-- Page start --

Distribution of English mumming plays: some first thoughts

Mumming play- Wantage – 26/12/13

 A couple of years ago I gave a paper at a post-medieval archaeology conference in Leicester which conveyed some general thoughts about morris dancing costume and regalia (a topic which I’ve explored in other blog posts). The paper was mainly focussing on the way in which costume was used and its wider social importance. I was primarily looking at the Cotswold morris tradition of the South Midlands, rather than taking a wider national perspective on traditional public dance traditions. I touched briefly on the fact that there are some records of high-status families paying for new kit for a local morris side to perform at a family event. This led Ronan O’Donnell to ask a perceptive question about whether morris sides were more common in ‘closed parishes’, that is to say parishes in which most or all of the land was owned by a very small group of landowners, often only a single family, as opposed to ‘open parishes’ which had multiple landowners. This issue of the number of landowners has importance beyond a simply economic one, as it had consequences for a range of other factors including provision of social support and religious freedom.

Although I haven’t pursued the open-closed question in detail here, Ronan’s question did make me start to think about the wider social context of morris dancing and other traditional practices. Whilst Cotswold morris has a fairly circumscribed geographical distribution with few outliers, I’ve been thinking about the social context of a related tradition, the mumming play, a form of stylised, traditional drama performed at certain seasons, particularly Christmas. The cast were usually young men or children and in some ways it constituted a form of structured, socially sanctioned ‘begging’.

-- Page end --

Task details:
Write out, word for word, the passage of the post on mumming plays that begins at "Although I haven’t" and ends at "socially sanctioned ‘begging’.". The listing that follows is separate material with no connection to the post on mumming plays.

-- Given records start --

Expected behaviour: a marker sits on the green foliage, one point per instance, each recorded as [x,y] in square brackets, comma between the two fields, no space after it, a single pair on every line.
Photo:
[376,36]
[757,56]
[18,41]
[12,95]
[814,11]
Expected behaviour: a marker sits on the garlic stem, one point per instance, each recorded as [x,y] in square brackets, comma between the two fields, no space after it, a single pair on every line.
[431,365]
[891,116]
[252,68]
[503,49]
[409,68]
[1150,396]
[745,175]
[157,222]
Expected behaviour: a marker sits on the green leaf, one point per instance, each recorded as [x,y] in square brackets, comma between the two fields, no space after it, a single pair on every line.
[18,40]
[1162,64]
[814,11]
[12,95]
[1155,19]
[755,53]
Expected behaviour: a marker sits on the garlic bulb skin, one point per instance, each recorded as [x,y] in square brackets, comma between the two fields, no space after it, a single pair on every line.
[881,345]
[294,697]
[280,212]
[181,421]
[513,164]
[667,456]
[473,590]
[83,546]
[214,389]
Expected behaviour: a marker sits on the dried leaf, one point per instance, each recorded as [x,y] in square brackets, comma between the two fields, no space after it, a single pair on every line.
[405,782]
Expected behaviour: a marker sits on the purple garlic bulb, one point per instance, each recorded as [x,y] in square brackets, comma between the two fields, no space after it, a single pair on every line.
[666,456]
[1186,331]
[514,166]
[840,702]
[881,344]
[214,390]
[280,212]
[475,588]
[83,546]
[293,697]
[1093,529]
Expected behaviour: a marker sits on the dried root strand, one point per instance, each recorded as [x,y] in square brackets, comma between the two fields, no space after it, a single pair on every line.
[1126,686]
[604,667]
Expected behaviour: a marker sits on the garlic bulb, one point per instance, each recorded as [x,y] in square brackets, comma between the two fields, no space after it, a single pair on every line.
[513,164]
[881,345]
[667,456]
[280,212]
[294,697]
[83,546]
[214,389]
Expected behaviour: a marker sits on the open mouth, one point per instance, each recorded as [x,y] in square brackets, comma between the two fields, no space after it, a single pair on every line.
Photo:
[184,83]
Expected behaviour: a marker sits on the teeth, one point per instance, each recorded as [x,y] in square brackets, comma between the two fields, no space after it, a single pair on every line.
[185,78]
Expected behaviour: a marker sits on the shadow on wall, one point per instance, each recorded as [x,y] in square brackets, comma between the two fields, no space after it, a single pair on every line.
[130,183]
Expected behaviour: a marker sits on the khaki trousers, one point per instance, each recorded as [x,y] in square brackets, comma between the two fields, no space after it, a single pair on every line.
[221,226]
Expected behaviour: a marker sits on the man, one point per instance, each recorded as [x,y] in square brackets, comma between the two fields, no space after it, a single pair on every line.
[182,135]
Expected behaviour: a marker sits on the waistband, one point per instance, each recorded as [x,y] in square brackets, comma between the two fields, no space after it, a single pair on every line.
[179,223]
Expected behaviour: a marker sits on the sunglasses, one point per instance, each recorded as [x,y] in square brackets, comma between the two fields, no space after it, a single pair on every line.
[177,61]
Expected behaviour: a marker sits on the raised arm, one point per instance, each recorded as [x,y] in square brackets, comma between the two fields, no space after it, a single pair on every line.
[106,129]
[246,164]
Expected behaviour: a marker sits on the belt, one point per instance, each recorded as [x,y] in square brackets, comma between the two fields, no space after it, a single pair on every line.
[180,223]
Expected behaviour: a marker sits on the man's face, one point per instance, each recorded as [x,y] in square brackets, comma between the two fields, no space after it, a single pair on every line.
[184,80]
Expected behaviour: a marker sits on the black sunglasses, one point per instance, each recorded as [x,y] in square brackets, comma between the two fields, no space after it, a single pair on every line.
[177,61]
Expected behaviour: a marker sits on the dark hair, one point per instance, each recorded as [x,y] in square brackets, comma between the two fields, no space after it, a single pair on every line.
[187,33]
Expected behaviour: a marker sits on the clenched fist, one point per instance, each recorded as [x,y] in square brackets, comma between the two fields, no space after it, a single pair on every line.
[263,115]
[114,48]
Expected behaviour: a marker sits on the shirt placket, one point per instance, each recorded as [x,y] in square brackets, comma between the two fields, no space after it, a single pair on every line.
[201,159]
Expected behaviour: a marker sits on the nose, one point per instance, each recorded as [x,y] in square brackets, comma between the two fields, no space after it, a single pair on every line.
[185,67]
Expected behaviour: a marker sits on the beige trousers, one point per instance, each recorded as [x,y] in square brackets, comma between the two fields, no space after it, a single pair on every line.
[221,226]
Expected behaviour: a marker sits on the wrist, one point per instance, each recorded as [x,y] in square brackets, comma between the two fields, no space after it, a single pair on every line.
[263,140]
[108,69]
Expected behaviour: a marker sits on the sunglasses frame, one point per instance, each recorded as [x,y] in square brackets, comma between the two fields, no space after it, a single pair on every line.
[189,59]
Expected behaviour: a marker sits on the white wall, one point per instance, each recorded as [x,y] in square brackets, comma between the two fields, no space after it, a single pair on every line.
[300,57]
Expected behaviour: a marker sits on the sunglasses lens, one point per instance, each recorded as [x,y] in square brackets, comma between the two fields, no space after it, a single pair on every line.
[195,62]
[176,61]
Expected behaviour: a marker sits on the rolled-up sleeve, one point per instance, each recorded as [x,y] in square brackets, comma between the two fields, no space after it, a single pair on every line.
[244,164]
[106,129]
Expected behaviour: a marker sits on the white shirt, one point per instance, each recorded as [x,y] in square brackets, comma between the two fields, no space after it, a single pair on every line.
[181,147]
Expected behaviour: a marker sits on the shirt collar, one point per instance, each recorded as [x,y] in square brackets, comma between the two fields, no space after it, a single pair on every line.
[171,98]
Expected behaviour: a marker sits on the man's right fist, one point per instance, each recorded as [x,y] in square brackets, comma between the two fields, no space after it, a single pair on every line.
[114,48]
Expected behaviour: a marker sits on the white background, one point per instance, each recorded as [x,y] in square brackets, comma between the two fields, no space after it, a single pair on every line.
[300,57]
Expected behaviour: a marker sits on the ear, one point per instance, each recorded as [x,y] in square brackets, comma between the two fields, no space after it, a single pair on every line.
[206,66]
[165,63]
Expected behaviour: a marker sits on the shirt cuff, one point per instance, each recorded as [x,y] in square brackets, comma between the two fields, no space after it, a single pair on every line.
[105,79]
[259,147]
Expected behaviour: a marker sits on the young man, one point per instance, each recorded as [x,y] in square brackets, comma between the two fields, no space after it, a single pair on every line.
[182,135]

-- Given records end --

Exercise output:
Although I haven’t pursued the open-closed question in detail here, Ronan’s question did make me start to think about the wider social context of morris dancing and other traditional practices. Whilst Cotswold morris has a fairly circumscribed geographical distribution with few outliers, I’ve been thinking about the social context of a related tradition, the mumming play, a form of stylised, traditional drama performed at certain seasons, particularly Christmas. The cast were usually young men or children and in some ways it constituted a form of structured, socially sanctioned ‘begging’.